DIRECTIONS: Can you return, unchanged, the part of the LoRA training instructions that opens with the words containing "# Step 2: Kill" and closes with "avoid Triton issues)"?

*** Opening of PAGE EXTRACT ***

LoRA Mode (Adapter Training)

Trains only adapter weights. Small checkpoints, lower memory. Requires vLLM to be started separately with --enable-lora.

# Step 1: Set environment
export LOGDIR=/tmp/atropos_test
mkdir -p $LOGDIR

# Step 2: Kill any existing processes
pkill -f "vllm_api_server" || true
pkill -f "gsm8k_server" || true
sleep 2

# Step 3: Start vLLM with LoRA support (use --enforce-eager to avoid Triton issues)
LOGDIR=$LOGDIR python -u example_trainer/vllm_api_server.py \
    --model Qwen/Qwen2.5-3B-Instruct \
    --port 9001 \
    --dtype bfloat16 \
    --gpu-memory-utilization 0.4 \
    --enable-lora \
    --max-lora-rank 32 \
    --enforce-eager \
    > $LOGDIR/vllm_lora.log 2>&1 &
echo "Waiting 60s for vLLM..."; sleep 60

# Verify vLLM is ready
curl -s http://localhost:9001/health && echo " vLLM is ready!"

# Step 4: Start GSM8k environment
LOGDIR=$LOGDIR python -u environments/gsm8k_server.py serve \
    --env.tokenizer_name Qwen/Qwen2.5-3B-Instruct \
    --env.use_wandb false \
    --openai.model_name Qwen/Qwen2.5-3B-Instruct \
    --openai.base_url http://localhost:9001/v1 \
    --openai.server_type vllm \
    > $LOGDIR/gsm8k_lora.log 2>&1 &
sleep 10

# Step 5: Start trainer with LoRA (can use different GPU)
CUDA_VISIBLE_DEVICES=1 python -u example_trainer/grpo.py \
    --model-name Qwen/Qwen2.5-3B-Instruct \
    --weight-bridge-mode lora_only \
    --vllm-port 9001 \
    --lora-r 16 \
    --lora-alpha 32 \
    --training-steps 100 \
    --batch-size 2 \
    --lr 1e-4 \
    --save-path $LOGDIR/checkpoints_lora \
    --benchmark \
    2>&1 | tee $LOGDIR/trainer_lora.log

What happens:

  1. vLLM runs with LoRA support enabled
  2. Trainer loads base model + creates LoRA adapters
  3. After each sync interval, trainer:
    • Saves small LoRA adapter (~50MB)

*** Close of PAGE EXTRACT ***
*** Opening of SUPPLIED RECORDS ***

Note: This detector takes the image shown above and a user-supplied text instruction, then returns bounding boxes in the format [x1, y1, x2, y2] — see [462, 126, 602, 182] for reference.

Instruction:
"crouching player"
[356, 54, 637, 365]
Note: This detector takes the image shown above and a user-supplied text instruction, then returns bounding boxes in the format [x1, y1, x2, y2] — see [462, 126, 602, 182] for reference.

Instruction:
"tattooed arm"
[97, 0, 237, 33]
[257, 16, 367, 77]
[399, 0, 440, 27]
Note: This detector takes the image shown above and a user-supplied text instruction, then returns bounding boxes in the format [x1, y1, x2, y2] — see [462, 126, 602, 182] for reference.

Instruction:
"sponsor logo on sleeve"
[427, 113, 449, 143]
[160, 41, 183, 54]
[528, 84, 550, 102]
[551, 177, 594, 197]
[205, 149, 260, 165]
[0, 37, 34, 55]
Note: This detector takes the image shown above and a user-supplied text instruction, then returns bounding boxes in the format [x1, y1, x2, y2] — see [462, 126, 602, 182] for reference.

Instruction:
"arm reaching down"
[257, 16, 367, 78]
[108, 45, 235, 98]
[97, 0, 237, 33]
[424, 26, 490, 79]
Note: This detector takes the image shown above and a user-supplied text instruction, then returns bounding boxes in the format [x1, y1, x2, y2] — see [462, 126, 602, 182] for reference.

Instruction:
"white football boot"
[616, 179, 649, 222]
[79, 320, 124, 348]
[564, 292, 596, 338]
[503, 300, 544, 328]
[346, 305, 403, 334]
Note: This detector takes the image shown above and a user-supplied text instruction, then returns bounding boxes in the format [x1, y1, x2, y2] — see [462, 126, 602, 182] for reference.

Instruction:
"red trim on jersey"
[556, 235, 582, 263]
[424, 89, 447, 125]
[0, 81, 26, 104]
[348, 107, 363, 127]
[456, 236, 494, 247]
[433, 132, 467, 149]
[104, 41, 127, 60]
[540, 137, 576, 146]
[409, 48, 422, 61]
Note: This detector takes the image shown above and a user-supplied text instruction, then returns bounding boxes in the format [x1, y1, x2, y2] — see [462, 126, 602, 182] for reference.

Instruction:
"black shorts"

*** Close of SUPPLIED RECORDS ***

RESULT FOR THIS EXERCISE:
# Step 2: Kill any existing processes
pkill -f "vllm_api_server" || true
pkill -f "gsm8k_server" || true
sleep 2

# Step 3: Start vLLM with LoRA support (use --enforce-eager to avoid Triton issues)